→ **Try it**
Show every line in the records that contains the word "each", treating uppercase and lowercase as different.

*** Opening of Information ***

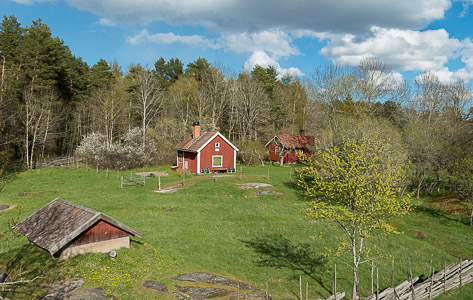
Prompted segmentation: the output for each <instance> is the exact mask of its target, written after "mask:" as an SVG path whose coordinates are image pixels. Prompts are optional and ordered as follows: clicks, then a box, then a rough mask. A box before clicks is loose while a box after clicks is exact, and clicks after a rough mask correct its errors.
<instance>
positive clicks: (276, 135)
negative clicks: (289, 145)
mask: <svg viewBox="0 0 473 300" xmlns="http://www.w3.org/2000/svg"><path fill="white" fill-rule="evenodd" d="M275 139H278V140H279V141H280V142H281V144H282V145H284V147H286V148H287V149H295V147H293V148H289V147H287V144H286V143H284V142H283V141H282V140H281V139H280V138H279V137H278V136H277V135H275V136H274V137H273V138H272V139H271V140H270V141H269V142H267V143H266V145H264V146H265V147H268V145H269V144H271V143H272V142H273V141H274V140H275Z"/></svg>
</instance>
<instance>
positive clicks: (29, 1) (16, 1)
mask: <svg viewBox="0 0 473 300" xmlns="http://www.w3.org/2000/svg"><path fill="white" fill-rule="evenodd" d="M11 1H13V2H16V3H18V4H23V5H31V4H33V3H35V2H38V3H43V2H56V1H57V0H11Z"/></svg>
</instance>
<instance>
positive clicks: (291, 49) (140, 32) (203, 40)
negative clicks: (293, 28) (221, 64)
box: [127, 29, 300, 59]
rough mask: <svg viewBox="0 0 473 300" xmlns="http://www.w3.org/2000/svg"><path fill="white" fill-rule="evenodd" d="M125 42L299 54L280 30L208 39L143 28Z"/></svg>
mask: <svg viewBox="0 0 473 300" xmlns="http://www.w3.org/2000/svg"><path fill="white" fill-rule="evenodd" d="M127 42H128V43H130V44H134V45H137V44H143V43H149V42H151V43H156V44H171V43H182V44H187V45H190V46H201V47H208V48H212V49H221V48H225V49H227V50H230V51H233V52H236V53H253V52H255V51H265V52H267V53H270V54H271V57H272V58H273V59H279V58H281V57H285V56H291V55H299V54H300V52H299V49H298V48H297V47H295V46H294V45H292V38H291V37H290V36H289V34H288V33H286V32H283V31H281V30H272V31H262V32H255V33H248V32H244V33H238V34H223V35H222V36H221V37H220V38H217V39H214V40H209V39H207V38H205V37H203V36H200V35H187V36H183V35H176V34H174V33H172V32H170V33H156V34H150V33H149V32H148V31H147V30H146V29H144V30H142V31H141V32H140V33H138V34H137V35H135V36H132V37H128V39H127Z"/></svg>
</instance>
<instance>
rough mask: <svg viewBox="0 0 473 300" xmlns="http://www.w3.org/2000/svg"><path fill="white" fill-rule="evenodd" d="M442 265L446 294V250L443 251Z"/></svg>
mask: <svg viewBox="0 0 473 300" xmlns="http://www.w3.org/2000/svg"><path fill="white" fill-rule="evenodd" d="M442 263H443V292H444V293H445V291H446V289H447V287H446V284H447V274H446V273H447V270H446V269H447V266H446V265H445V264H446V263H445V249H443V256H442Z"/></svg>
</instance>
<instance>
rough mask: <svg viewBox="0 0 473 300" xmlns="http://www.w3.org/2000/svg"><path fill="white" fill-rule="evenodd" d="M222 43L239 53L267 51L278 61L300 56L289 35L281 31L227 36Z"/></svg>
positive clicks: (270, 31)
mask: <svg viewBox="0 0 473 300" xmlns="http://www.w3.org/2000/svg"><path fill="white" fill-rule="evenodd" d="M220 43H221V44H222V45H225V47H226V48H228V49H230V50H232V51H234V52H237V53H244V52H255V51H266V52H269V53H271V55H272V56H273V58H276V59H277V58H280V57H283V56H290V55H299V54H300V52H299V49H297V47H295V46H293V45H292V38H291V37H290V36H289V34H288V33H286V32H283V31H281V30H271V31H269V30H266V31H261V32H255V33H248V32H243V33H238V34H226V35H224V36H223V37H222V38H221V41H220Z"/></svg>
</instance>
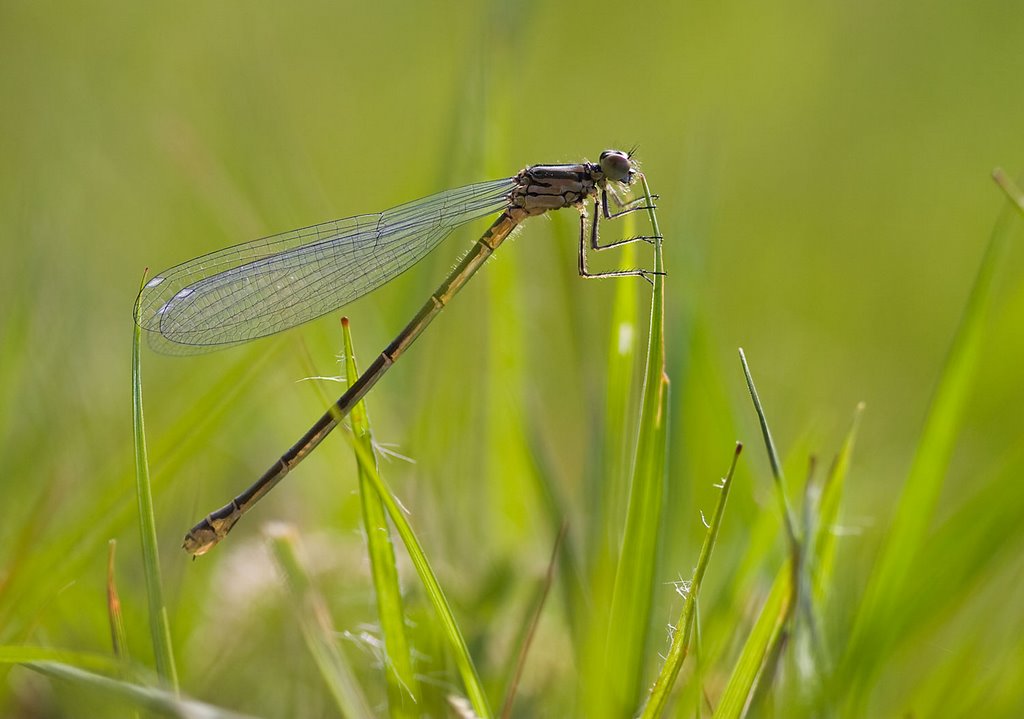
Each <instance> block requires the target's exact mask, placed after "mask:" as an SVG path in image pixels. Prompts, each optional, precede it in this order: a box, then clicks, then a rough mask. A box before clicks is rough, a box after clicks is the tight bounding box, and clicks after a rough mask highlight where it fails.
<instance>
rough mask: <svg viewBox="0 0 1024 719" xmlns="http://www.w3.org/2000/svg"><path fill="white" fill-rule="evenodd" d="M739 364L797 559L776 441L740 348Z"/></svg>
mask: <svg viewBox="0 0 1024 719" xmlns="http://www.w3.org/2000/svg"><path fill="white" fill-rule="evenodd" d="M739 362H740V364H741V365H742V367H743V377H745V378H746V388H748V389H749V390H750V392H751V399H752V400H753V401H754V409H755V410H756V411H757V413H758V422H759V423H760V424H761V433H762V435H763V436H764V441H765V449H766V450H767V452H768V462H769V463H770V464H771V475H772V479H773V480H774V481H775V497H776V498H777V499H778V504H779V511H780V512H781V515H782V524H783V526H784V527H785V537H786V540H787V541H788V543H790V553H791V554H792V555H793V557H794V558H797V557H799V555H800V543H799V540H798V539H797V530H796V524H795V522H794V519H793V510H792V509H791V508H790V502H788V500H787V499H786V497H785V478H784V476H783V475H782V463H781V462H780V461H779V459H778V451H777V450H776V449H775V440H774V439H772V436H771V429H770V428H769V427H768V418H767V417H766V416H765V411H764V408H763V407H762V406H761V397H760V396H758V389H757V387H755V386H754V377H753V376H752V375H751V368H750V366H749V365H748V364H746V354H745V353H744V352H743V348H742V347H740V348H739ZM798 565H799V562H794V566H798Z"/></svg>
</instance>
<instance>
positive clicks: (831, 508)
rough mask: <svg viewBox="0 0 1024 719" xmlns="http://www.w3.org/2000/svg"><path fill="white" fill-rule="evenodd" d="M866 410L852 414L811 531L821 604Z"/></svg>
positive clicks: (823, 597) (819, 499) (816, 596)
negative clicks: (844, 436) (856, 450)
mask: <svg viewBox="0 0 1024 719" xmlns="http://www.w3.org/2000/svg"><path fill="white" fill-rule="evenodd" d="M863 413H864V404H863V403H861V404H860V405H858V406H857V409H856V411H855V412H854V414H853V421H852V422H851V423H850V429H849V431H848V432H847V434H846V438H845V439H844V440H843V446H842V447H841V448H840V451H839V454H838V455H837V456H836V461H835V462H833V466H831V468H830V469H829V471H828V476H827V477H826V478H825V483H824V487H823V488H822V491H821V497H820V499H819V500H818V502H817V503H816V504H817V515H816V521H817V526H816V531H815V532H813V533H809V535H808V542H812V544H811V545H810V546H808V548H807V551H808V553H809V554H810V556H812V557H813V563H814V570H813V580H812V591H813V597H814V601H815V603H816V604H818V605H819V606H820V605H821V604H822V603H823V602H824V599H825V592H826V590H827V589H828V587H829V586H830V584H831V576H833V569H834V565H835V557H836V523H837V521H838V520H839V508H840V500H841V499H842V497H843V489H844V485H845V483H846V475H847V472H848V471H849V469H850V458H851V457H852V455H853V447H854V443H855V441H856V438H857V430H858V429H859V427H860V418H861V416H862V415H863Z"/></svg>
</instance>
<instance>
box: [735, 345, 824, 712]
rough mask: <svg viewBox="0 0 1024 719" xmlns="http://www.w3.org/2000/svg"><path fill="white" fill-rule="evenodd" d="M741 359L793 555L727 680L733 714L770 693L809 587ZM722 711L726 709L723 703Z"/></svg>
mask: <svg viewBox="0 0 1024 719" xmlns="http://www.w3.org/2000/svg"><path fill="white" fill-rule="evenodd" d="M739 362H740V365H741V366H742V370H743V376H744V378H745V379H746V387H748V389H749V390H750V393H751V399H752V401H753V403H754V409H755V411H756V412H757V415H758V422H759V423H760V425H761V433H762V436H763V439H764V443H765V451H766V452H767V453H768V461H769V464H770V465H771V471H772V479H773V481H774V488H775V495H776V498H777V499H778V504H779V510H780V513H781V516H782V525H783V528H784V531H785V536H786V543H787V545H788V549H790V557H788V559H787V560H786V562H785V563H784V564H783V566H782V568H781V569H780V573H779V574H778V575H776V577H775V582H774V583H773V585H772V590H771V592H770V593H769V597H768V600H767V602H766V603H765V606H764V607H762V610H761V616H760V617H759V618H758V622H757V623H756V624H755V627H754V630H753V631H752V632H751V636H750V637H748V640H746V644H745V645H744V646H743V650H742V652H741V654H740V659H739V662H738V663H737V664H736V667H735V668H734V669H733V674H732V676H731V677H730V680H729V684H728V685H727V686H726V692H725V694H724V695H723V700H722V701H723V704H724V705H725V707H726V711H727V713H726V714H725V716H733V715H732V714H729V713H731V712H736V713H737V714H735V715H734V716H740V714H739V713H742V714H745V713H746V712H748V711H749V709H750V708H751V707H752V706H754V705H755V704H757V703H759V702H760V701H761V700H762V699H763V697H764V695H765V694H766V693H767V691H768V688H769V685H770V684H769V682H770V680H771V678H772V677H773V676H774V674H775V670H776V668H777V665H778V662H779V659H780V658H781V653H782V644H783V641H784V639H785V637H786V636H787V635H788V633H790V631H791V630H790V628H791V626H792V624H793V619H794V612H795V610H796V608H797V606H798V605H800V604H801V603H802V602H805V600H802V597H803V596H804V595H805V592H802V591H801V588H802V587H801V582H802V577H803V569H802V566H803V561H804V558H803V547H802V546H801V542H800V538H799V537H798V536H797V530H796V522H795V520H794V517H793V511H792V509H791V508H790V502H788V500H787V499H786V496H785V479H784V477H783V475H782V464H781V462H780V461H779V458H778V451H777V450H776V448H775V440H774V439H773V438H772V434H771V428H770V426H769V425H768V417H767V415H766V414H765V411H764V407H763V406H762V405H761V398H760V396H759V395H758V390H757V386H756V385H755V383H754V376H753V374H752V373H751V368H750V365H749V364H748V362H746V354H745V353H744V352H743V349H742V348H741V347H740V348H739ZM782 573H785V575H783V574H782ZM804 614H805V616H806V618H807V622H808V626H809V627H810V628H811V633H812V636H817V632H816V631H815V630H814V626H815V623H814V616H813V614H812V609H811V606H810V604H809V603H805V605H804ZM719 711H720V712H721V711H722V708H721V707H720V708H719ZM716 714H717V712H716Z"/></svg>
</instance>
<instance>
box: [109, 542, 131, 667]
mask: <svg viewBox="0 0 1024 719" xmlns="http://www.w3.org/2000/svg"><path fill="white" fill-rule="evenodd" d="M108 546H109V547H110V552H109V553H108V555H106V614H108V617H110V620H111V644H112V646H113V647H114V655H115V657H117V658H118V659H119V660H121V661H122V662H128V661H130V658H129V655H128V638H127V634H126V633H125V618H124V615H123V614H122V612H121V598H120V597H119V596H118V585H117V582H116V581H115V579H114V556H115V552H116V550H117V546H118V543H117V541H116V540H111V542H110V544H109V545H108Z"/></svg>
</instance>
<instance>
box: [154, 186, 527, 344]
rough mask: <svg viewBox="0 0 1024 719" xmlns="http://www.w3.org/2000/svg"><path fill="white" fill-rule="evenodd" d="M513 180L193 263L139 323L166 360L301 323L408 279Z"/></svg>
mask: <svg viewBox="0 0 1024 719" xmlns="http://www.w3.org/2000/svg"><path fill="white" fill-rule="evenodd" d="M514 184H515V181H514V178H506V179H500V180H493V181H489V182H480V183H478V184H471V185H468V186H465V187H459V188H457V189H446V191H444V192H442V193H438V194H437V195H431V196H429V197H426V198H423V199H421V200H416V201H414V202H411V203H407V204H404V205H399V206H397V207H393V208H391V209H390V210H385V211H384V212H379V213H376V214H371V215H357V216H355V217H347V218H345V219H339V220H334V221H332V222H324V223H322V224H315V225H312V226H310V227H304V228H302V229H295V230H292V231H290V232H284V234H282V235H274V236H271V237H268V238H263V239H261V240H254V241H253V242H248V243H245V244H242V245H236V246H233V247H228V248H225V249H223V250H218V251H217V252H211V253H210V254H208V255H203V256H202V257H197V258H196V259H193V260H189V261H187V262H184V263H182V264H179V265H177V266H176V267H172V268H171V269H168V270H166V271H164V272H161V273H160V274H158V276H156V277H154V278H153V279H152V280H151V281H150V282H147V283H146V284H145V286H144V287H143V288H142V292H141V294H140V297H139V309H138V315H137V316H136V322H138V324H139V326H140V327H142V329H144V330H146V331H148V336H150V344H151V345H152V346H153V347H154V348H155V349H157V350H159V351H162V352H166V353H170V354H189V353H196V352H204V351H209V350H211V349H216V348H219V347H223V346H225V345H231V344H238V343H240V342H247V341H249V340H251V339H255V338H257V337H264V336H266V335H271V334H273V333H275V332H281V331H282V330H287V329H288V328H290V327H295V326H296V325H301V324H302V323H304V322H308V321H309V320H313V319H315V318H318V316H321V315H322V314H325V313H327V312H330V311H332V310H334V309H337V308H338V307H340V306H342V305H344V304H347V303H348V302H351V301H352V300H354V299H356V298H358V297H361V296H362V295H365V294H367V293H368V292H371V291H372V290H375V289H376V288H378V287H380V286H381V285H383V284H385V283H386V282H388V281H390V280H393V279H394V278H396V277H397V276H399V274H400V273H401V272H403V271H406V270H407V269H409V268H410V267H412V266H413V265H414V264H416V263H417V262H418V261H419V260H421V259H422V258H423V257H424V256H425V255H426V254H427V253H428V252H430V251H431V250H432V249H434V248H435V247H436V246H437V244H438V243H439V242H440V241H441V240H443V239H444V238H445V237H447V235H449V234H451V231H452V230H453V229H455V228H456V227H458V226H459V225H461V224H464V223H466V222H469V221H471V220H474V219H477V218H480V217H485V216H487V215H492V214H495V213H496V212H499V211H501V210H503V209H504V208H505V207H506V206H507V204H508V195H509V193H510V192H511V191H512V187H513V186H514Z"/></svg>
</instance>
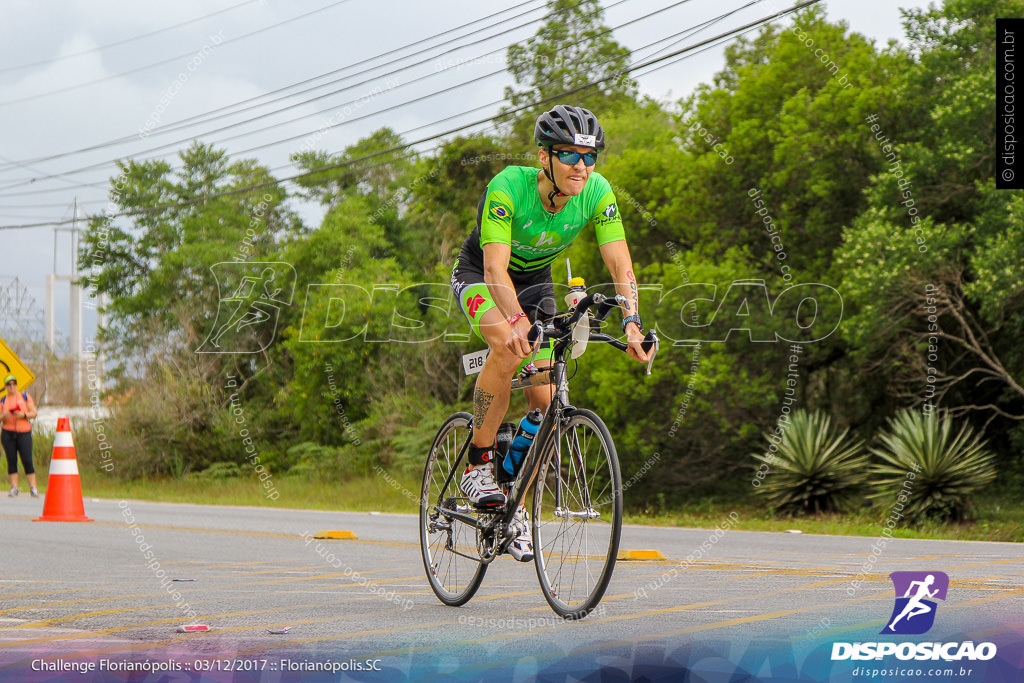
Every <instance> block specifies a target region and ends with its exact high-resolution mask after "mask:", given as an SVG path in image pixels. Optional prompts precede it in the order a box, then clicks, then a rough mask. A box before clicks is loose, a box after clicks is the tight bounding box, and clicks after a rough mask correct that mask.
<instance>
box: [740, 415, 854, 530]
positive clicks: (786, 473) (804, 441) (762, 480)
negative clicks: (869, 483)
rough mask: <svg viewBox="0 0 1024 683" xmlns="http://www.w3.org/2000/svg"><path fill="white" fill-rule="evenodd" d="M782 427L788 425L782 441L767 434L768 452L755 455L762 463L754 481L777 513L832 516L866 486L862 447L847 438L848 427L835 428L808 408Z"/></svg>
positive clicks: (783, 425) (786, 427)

*** Close of Information ***

→ **Result of this task**
Prompted segmentation: the output for each <instance> is the exact mask of its target, written after "mask:" as an SVG path whose coordinates are image pixels. Prompts are optional and ordered as follows: clicks, then a box, then a rough mask. A box before clicks is loose while a box after clicks is exact, and clicks after a rough mask correct its errors.
Each <instance> block requires the target's exact mask, placed after "mask:" as an SVG path in image pixels. Prompts, each optional, precede it in this order: a box, then clicks, then a rough mask. A box before clicks is rough, a box after clicks is the tight bounding box, and clicks after a rough mask highlight where it fails.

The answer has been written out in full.